- [Consigne]:
Recopiez intégralement le texte sur Giono et les jeux olympiques, sans y changer quoi que ce soit.

Giono, les arbres et les jeux olympiques

La ministre de l’Education distribue à 90 000 élèves de CM1CM2 un livre de Giono « l’homme qui plantait les arbres ».
Nous lui suggérons de distribuer aussi le texte de Giono sur le Sport à l’occasion des JO.
Giono, pacifiste, a combattu la guerre et le militarisme, protesté avec André Breton, Henri Poulaille et Benjamin Peret contre les procès de Moscou en 1936 (ils furent peu nombreux).
L’arbre ne doit pas cacher la forêt, le SNU, le tri des élèves pour la compète, les 413 milliards pour la guerre, et le silence complice du génocide à Gaza.

- [Données fournies]:
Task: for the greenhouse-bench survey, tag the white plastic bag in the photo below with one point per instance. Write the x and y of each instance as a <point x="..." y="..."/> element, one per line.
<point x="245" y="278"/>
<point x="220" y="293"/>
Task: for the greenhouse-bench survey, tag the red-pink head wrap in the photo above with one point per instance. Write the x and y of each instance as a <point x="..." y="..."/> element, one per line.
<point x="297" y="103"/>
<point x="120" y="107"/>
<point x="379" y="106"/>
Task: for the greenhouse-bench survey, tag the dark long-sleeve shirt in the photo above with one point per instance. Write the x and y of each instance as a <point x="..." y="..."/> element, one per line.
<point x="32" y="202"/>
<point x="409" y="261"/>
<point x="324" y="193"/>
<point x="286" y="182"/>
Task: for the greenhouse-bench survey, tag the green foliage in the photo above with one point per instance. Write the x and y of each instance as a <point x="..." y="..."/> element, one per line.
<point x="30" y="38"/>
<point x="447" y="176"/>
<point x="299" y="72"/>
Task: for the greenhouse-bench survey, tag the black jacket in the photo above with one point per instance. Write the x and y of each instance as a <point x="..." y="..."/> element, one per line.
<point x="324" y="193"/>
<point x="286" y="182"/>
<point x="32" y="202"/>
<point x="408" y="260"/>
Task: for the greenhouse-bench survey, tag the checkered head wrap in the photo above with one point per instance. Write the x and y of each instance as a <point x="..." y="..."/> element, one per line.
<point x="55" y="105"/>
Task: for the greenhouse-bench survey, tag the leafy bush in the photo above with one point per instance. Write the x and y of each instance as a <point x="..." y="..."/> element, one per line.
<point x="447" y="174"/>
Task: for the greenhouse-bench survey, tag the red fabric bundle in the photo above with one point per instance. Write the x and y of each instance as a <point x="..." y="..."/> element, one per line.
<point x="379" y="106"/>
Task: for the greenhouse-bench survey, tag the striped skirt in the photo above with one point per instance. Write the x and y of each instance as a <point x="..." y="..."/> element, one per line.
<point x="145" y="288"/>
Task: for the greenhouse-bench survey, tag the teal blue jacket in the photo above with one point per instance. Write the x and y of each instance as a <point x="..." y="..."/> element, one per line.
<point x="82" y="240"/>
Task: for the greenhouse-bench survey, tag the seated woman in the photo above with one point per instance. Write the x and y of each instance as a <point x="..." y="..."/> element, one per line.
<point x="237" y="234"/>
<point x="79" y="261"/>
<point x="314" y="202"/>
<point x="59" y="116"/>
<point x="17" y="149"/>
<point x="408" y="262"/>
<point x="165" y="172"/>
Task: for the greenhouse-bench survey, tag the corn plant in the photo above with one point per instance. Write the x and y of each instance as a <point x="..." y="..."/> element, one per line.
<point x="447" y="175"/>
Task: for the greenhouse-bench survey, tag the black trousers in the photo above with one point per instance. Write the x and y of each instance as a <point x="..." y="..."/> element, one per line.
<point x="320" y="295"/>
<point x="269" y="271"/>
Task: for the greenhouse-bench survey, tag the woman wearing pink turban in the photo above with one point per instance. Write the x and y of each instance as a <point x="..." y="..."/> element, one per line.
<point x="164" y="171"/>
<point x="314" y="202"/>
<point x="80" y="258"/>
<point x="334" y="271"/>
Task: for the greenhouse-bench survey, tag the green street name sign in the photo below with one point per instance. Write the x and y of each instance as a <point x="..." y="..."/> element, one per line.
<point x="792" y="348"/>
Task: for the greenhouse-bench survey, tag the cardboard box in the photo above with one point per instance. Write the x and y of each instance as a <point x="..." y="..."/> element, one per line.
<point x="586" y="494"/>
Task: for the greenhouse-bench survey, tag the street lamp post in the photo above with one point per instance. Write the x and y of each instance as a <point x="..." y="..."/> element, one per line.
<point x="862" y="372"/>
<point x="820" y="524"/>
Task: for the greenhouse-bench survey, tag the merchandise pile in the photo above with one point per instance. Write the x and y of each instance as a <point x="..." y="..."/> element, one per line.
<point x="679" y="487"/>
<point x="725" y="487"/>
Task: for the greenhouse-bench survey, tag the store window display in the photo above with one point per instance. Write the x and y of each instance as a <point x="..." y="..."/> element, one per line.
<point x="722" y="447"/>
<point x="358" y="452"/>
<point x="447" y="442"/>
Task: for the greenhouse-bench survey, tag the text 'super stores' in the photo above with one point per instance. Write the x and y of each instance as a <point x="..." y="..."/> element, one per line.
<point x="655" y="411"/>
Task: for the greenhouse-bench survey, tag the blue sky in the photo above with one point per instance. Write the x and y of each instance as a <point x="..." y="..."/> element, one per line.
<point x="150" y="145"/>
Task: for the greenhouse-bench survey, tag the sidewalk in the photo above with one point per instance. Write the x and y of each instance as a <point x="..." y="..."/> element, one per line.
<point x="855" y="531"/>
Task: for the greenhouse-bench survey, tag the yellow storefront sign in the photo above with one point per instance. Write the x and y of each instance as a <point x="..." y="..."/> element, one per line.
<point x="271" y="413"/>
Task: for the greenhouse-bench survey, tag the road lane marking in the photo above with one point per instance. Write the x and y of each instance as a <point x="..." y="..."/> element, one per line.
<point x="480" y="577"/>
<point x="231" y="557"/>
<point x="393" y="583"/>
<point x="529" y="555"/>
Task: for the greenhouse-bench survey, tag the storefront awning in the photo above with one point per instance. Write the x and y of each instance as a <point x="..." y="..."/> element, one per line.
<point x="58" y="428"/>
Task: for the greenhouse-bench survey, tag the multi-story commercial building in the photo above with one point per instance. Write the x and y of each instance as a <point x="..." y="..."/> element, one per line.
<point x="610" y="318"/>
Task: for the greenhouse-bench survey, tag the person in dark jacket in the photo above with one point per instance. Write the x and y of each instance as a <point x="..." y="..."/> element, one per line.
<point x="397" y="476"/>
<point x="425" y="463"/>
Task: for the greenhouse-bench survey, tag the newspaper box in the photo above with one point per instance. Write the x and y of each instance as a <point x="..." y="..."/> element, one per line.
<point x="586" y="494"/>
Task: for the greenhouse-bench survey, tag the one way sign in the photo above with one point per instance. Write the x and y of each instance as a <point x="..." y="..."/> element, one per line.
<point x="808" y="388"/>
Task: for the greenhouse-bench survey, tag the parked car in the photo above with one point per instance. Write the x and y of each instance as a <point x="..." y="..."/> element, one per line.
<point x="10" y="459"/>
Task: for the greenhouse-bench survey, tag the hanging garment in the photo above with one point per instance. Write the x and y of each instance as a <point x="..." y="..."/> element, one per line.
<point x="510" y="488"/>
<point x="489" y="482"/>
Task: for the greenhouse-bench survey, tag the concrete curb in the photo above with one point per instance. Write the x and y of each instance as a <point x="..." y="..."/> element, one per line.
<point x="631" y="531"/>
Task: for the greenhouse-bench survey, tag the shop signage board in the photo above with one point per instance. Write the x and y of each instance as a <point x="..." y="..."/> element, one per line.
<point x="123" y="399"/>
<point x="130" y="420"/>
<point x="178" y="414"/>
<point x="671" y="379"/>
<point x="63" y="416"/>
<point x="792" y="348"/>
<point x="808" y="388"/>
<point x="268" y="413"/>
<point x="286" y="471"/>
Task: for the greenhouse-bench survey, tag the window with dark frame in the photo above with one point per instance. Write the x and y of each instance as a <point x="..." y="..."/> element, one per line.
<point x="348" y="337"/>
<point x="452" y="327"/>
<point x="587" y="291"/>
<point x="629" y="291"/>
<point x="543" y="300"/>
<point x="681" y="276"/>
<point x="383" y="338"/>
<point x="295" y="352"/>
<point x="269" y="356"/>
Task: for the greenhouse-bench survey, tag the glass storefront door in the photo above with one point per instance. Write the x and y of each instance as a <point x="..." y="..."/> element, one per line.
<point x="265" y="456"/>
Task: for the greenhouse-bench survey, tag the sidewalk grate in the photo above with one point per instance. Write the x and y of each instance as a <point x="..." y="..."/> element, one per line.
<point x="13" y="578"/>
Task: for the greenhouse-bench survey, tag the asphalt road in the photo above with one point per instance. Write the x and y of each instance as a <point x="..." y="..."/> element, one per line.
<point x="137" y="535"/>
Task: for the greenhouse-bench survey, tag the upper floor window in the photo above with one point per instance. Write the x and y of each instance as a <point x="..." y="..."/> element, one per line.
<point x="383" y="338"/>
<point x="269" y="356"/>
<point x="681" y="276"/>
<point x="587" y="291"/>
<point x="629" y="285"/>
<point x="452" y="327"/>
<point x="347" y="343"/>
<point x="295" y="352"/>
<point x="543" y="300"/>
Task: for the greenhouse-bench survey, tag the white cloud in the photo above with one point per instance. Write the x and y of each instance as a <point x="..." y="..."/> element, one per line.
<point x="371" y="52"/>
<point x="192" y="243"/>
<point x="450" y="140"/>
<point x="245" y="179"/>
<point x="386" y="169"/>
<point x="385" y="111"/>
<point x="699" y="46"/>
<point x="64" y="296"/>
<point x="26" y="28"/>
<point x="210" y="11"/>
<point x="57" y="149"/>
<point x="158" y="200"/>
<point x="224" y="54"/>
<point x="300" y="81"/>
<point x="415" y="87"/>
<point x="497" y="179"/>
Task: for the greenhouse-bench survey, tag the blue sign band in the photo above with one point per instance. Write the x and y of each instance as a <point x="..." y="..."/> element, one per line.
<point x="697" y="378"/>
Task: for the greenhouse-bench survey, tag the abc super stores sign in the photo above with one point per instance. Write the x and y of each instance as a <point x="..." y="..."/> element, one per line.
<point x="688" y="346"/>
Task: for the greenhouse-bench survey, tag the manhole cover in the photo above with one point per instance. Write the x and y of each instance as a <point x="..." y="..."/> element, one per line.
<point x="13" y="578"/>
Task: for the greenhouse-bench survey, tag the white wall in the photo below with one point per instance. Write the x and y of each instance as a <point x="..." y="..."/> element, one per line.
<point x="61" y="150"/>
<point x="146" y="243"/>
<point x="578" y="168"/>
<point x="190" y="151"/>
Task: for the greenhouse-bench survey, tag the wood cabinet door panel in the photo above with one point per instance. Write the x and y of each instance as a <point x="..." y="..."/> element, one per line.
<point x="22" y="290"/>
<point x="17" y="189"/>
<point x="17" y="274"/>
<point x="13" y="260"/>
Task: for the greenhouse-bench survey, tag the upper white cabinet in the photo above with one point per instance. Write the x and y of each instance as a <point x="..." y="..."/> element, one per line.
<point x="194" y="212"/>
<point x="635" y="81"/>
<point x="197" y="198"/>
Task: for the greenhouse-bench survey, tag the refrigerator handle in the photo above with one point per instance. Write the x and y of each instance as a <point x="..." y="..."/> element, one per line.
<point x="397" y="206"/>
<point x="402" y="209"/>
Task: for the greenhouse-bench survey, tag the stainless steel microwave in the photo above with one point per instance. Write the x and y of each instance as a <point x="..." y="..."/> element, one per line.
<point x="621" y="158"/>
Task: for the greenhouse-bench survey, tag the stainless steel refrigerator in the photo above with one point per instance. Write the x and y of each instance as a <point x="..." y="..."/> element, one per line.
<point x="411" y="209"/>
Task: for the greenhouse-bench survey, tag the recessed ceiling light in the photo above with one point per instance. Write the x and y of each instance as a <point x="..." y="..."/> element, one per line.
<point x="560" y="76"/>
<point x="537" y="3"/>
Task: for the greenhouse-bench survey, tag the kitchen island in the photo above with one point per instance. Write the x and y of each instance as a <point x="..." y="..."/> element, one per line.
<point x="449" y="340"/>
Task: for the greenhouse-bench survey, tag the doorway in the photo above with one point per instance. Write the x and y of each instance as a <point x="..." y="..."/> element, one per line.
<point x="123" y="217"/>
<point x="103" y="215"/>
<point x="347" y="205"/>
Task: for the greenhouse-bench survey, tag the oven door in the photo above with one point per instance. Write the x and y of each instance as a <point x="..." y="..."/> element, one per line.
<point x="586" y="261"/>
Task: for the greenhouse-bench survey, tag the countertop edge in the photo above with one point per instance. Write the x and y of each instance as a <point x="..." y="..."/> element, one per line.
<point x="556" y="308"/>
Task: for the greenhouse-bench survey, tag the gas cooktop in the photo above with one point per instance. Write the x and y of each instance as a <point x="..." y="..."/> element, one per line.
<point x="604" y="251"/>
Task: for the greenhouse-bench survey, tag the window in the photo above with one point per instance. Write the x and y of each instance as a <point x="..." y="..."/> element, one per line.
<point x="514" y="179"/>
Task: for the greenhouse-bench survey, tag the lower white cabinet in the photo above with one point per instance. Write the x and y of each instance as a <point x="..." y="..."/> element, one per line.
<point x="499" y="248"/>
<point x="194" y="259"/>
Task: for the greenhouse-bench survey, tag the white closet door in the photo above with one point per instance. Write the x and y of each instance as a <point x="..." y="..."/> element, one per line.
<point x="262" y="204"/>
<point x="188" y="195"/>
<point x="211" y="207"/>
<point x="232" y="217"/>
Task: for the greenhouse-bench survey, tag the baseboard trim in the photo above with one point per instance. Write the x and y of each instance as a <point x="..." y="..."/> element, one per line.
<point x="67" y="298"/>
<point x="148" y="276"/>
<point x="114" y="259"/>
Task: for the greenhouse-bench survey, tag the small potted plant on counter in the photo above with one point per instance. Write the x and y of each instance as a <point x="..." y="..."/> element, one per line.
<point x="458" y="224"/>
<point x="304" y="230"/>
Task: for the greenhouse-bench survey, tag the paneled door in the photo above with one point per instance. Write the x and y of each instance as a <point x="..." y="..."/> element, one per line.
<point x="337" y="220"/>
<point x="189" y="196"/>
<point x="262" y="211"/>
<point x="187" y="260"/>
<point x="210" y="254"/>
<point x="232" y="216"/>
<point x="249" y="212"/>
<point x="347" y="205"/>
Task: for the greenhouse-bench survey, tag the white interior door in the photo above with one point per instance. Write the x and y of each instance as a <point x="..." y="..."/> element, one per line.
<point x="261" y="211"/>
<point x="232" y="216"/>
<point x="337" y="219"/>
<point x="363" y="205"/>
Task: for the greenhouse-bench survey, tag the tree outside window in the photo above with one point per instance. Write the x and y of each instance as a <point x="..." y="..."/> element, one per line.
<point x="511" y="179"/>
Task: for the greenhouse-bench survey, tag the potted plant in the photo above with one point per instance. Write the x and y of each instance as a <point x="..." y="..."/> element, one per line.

- [Résultat attendu]:
Giono, les arbres et les jeux olympiques

La ministre de l’Education distribue à 90 000 élèves de CM1CM2 un livre de Giono « l’homme qui plantait les arbres ».
Nous lui suggérons de distribuer aussi le texte de Giono sur le Sport à l’occasion des JO.
Giono, pacifiste, a combattu la guerre et le militarisme, protesté avec André Breton, Henri Poulaille et Benjamin Peret contre les procès de Moscou en 1936 (ils furent peu nombreux).
L’arbre ne doit pas cacher la forêt, le SNU, le tri des élèves pour la compète, les 413 milliards pour la guerre, et le silence complice du génocide à Gaza.